> Problem
Check every line of the data below for the string "green", and copy the ones that hold it.

> Record excerpts
════════
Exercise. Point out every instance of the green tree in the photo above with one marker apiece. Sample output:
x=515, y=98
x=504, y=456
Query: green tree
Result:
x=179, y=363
════════
> Output for this task
Exercise. Point out every instance of the green tree in the photo above with one marker apiece. Sample output:
Query: green tree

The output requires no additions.